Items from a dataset
================================
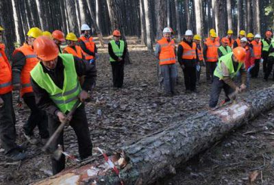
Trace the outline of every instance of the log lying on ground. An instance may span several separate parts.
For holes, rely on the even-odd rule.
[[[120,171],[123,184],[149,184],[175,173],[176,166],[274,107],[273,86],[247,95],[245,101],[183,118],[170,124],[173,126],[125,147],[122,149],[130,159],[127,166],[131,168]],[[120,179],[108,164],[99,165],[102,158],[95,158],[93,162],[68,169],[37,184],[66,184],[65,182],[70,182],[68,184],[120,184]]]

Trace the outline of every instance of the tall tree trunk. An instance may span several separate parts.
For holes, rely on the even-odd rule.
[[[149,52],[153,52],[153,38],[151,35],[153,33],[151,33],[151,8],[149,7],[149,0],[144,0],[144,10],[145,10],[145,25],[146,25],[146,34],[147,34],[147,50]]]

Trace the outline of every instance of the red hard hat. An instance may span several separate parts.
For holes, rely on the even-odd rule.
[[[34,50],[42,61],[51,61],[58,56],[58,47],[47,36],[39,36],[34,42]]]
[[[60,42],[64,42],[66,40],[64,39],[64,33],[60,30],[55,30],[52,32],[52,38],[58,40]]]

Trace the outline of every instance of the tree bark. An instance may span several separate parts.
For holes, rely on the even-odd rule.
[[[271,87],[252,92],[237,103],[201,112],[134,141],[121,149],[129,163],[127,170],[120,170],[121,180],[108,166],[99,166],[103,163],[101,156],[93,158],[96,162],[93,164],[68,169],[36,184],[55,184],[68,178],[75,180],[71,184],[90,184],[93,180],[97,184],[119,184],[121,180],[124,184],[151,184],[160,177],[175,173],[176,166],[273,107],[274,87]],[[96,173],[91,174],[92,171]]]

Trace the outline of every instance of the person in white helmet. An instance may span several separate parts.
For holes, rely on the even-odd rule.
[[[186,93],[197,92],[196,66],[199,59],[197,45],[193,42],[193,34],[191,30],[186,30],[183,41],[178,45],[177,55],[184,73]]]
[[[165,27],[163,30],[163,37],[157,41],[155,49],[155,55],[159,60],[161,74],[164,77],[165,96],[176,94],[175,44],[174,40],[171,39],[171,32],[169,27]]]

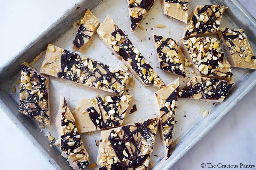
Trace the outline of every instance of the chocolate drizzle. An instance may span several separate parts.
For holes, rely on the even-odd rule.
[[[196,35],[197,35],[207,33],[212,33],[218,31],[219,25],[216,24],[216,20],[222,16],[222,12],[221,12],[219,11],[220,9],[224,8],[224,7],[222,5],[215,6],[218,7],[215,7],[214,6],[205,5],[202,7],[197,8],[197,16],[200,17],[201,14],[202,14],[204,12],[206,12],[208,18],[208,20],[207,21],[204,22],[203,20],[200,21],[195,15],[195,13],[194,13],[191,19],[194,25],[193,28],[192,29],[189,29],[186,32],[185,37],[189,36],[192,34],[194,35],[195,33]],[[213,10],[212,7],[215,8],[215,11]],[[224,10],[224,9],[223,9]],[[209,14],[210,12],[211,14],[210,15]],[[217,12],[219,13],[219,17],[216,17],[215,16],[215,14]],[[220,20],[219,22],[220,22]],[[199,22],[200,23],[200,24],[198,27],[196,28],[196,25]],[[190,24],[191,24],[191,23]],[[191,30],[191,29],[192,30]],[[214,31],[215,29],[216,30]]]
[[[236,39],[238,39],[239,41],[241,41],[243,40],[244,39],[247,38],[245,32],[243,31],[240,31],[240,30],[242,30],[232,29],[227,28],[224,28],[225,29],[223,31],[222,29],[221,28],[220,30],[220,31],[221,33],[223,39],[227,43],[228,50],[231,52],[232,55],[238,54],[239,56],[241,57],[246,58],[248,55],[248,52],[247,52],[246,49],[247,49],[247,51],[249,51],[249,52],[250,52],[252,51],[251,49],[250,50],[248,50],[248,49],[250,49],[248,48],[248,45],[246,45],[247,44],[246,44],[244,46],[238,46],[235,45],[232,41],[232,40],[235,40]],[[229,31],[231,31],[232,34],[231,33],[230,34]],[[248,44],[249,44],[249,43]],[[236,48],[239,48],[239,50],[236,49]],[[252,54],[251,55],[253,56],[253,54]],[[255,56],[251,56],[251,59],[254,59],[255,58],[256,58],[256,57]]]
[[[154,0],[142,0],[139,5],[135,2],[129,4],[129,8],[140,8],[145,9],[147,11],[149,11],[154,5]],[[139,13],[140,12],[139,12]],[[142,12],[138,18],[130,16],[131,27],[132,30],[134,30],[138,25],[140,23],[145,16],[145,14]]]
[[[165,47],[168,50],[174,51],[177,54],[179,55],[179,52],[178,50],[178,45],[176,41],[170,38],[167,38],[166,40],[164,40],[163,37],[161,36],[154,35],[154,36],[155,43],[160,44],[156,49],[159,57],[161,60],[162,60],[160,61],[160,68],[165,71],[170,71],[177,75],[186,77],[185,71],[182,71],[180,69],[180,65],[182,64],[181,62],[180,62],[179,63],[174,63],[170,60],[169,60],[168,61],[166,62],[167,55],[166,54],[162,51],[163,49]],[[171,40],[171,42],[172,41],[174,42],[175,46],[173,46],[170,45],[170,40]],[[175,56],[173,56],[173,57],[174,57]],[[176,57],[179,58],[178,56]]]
================================
▶ [TASK TO COMPLETE]
Return every line of the data above that contains the string "several", matching case exactly.

▶ [SOLUTION TO THE PROBLEM]
Trace the outline of every instance of the log lying on ground. An instance may span several separate parts.
Trace the outline of every instance of the tall tree trunk. An instance may span several separate parts.
Trace the outline of every instance of the red hard hat. An instance may span several separate parts.
Trace the outline of every instance of the tree bark. An instance may span several separate parts.
Trace the outline of every instance of the person in white helmet. An instance may span several separate parts.
Trace the outline of every instance of the chocolate drizzle. An instance may span several separate parts.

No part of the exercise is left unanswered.